| PROVIDED TEXT |
------------------------------------------------------------------------
In another dissent, Alito wrote: "I fear that today's decision will do far more harm than good. The Court's reasoning fractures two fundamental pillars of Fourth Amendment law, and in doing so, it guarantees a blizzard of litigation while threatening many legitimate and valuable investigative practices upon which law enforcement has rightfully come to rely."

In his own dissenting opinion, Justice Neil Gorsuch argued that the Fourth Amendment had lost its original meaning based on property rights, stating that it "grants you the right to invoke its guarantees whenever one of your protected things (your person, your house, your papers, or your effects) is unreasonably searched or seized. Period." Gorsuch further recommended that the third-party doctrine, as well as Katz v. United States, be overturned as inconsistent with the original meaning and application of the Fourth Amendment. On the facts of the case, Gorsuch stressed that CSLI data is personal property, and its storage by telephone companies should be immaterial as the company is serving, in effect, as a bailee.

In yet another dissenting opinion, Thomas argued that what mattered was not if there was a search, but rather whose property was searched. Thomas argued that the Fourth Amendment guarantees each person to be secure from unreasonable searches in their own property. He argued that the cell phone records are the property of the phone service provider, as Carpenter did not keep or maintain the records, nor could he destroy them. Therefore, Carpenter could not bring suit under a Fourth Amendment violation, since it was not his property that was searched. Additionally, Thomas criticized the Katz framework that was used in the majority decision as well as many other surveillance-related cases before the Supreme Court. Thomas said that the Katz test had "no basis in the text or history of the Fourth Amendment. And, it invites courts to make judgements about policy, not law." Thomas also opined that "The Fourth Amendment, as relevant here, protects '[t]he right of people to be secure in their persons, houses, papers, and effects, against unreasonable searches.' By defining 'search' to mean 'any violation of reasonable expectations of privacy,' the Katz test misconstrues virtually every one of those words." Thomas concluded by saying the Katz test is a failed experiment, and that the court should reconsider it.
------------------------------------------------------------------------
| MATERIAL SUPPLIED |
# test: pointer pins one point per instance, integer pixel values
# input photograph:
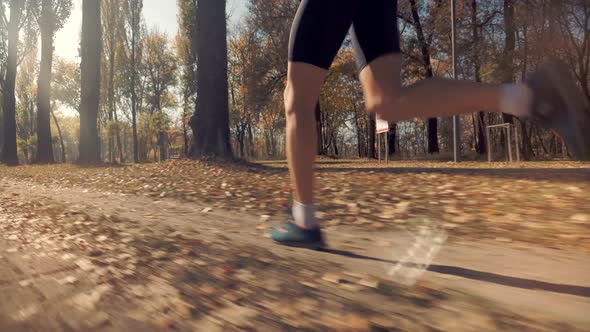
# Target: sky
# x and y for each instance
(161, 13)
------------------------------------------------------------------------
| WHAT YOU WILL DO |
1. Answer each question from the passage on the dissenting opinions.
(a) According to Alito, what does the Court's reasoning guarantee a blizzard of?
(b) In Gorsuch's view, what role does the telephone company serve in storing CSLI data?
(c) According to Thomas, whose property are the cell phone records?
2. Using the passage on the dissenting opinions, explain in one to three sentences why Thomas concluded that Carpenter could not bring suit under a Fourth Amendment violation.
3. Continue the passage on the dissenting opinions, starting after its final sentence.

| RESPONSES PER TASK |
1.
(a) Litigation.
(b) In effect, a bailee.
(c) The phone service provider's.

2. Thomas held that the Fourth Amendment protects each person from unreasonable searches of their own property. He considered the cell phone records the property of the phone service provider, because Carpenter did not keep or maintain the records and could not destroy them. Since Carpenter's own property was not searched, he had no Fourth Amendment claim.

3.
==Impact and subsequent developments==
After the Supreme Court ruling, Carpenter's criminal conviction was remanded to the Sixth Circuit to determine if it could stand without the CSLI data that required a warrant per the Supreme Court. Carpenter's lawyers argued that the data should have been subject to the exclusionary rule and thrown out as material collected without a proper warrant under the Supreme Court's ruling. However, the Circuit Court judges concluded that the FBI was acting in good faith with respect to collecting the data based on the law at the time the crimes were committed. This type of good faith exemption is permitted per another Supreme Court precedent, Davis v. United States (2011). The evidence was allowed to stand, and the Sixth Circuit again upheld Carpenter's criminal conviction and prison sentence. His arguments concerning sentencing procedures under the recently enacted First Step Act were rejected.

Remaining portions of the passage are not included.